Describe how to reproduce the problem

We were hitting this pretty frequently while testing out the new "run ZTS on QEMU VM on github runner" PR (https://github.com/openzfs/zfs/pull/15838). Those tests run fewer CPU resources than the buildbot ones. It's that slowness that seems to trigger the bug. We were able to hit it there on basically every distro: Almalinux 8-9, Fedora 39-40, Ubuntu 20,22,23.

I was able to reproduce this on a local VM with

Fedora 40 VM on 2 vCPUs w/8GB RAM.
On the host, I reduced down the QEMU process to about 10% CPU with:

	sudo cpulimit -l 10 -p [QEMU PID HERE]

Even then it didn't hit it every time. Just to give you an idea:

Test: /home/hutter/zfs/tests/zfs-tests/tests/functional/raidz/raidz_expand_001_pos.ksh (run as root) [03:55] [FAIL]
Test: /home/hutter/zfs/tests/zfs-tests/tests/functional/raidz/raidz_expand_001_pos.ksh (run as root) [01:32] [PASS]
Test: /home/hutter/zfs/tests/zfs-tests/tests/functional/raidz/raidz_expand_001_pos.ksh (run as root) [03:18] [PASS]
Test: /home/hutter/zfs/tests/zfs-tests/tests/functional/raidz/raidz_expand_001_pos.ksh (run as root) [04:58] [PASS]
Test: /home/hutter/zfs/tests/zfs-tests/tests/functional/raidz/raidz_expand_001_pos.ksh (run as root) [04:09] [FAIL]

This raidz_expand_001_pos failure is our last major blocker before merging https://github.com/openzfs/zfs/pull/15838

Aug 07 '24 20:08 tonyhutter

Note that it randomly chooses the parity for each run so the ones that fail could have different parity than the ones that succeed. Looks like parity=2 is common to the failures I have observed.

Aug 09 '24 04:08 don-brady

Seems to always be one 8K block that has unexpected zeros inside it on 512 byte boundaries.

Aug 13 '24 19:08 don-brady

**Supplied material:**

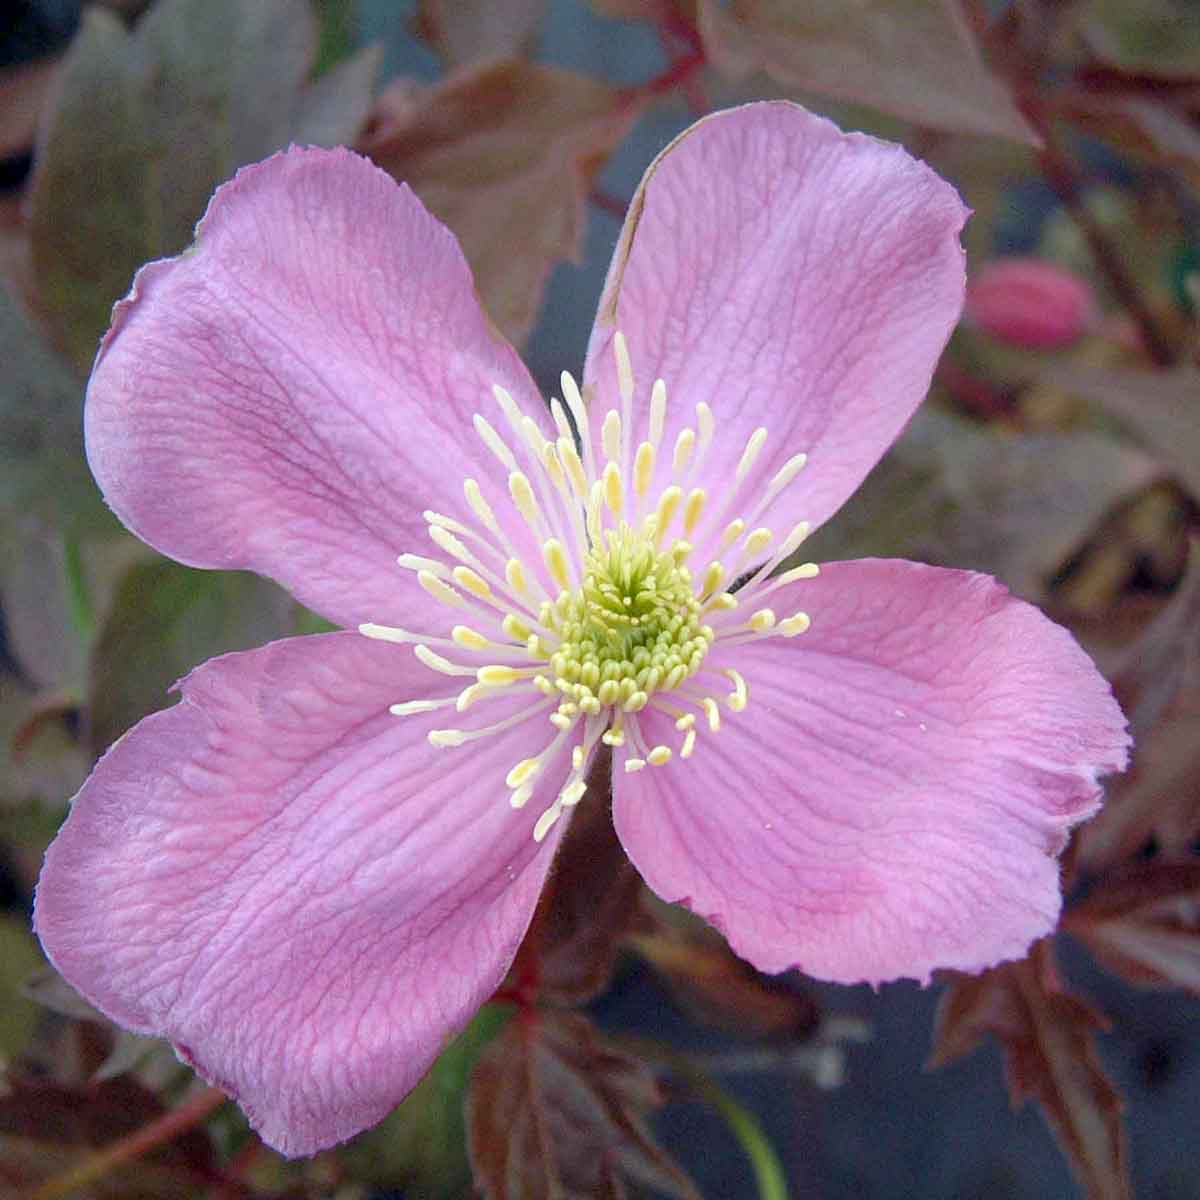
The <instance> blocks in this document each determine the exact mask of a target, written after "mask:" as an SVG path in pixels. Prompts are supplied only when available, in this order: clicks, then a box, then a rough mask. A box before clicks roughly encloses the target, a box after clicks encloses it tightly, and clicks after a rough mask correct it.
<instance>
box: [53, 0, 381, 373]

**What needs to be done:**
Print the passage of the ZFS test-failure thread above between "Describe how to" and "vCPUs w/8GB RAM.", inclusive.

**Answer section:**
Describe how to reproduce the problem

We were hitting this pretty frequently while testing out the new "run ZTS on QEMU VM on github runner" PR (https://github.com/openzfs/zfs/pull/15838). Those tests run fewer CPU resources than the buildbot ones. It's that slowness that seems to trigger the bug. We were able to hit it there on basically every distro: Almalinux 8-9, Fedora 39-40, Ubuntu 20,22,23.

I was able to reproduce this on a local VM with

Fedora 40 VM on 2 vCPUs w/8GB RAM.